From active mom to sidelined with pain
Thea is a busy working mom and volunteer, always on the go and on her feet. With one bunion surgery behind her and facing a second on the right foot she knew she would be sidelined for about a month. But, that was okay, as it meant she would be able to live a pain free life and resume her active lifestyle that had been hampered over the years.
Bunions, which affect women more than men are a deformity of the joint at the base of the big toe. A bunion develops when the first metatarsal bone of the foot turns outward and the big toe angles toward the other toes, causing the joint to jut out. The resulting protrusion may rub on the inside of shoes, and the entire joint may become stiff and sore. Eventually, exercise and even walking may become difficult.
Thea’s surgery in May was a success. Unfortunately, after one month, the physical therapy office she selected left her in more pain and nearly unable to walk. One day at work, she had reached the breaking point. Literally in tears because of the pain, her boss recommended Michael McKindley and Progressive Physical Therapy in Costa Mesa.
“I had to get out of pain”
“All I knew was I couldn’t go on like I was and had to get out of pain,” Thea said. “I had to miss one of our son’s musical performances which was very disappointing. Grateful for the suggestion, I called them right away. After explaining my situation, Anh worked me in that day.
“My toe was throbbing and it hurt so much to just touch it,” she said. “Michael was just amazing. He knew exactly what to do and was very reassuring. He was able to work on it just a bit and I could tell immediately, I was in the right place. The next day I was feeling better for the first time in over a month. It was such a relief. I knew the physical therapy would not be easy, but I was happy to do it and get back to my life.”
Reducing swelling was the first step to obtaining relief
When Thea walked in she was limping and her toe was so swollen it could not bend. Her previous therapist was being too aggressive and was not taking into account how her body was responding to the treatment.
“When Thea came into the office, it was readily apparent in her face and posture how much pain she was in,” said Michael McKindley, DPT. “I couldn’t even do a complete evaluation, which is highly unusual. My first goal was to alleviate the pain by reducing the swelling. I was able to manually reduce the swelling and I adjusted her exercise to minimize the stress on her toe when she was walking.”
Years of foot pain created knee pain and gait issues when walking
Over the next four weeks, Thea had physical therapy three times a week. Sessions consisted of manual manipulation, electrical stimulation, whirlpool treatments, massage, toe and calf stretches. She was also given a series of exercises to do at home to ensure her momentum continued.
Progressing on schedule, Michael happened to see Thea walking in the parking lot and noticed her gait was off. This time it wasn’t because of the pain. With his biomechanic background, he broke down the issues she was having and was able to fix the problem in two weeks.
“Walking is not as easy as we think,” McKindley said. “Thea was walking with short strides, a compensation pattern she learned over the years of having her foot pain.”

What you need to do: Give every section heading in the passage about Thea's bunion recovery, including the title at the top.

Entries provided:
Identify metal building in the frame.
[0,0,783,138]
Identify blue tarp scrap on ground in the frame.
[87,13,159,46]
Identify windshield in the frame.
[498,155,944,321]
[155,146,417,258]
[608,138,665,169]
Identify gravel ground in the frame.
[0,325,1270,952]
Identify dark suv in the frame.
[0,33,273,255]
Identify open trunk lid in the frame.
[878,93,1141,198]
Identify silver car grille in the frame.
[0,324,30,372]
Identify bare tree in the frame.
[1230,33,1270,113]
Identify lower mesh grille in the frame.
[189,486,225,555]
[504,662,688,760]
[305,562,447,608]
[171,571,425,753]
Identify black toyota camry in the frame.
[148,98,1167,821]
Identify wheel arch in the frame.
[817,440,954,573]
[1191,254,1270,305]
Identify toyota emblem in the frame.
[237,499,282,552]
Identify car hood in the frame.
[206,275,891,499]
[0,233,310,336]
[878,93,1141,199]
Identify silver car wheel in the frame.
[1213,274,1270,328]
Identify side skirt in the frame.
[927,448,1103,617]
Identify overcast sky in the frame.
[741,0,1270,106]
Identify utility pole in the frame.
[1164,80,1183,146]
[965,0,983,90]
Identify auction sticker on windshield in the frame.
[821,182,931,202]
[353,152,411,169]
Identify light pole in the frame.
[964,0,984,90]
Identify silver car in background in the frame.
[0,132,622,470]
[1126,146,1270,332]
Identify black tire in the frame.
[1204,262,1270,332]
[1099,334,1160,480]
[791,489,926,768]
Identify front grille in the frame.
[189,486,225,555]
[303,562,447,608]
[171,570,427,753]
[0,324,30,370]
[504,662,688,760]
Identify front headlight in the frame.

Answer to the problem:
- From active mom to sidelined with pain
- “I had to get out of pain”
- Reducing swelling was the first step to obtaining relief
- Years of foot pain created knee pain and gait issues when walking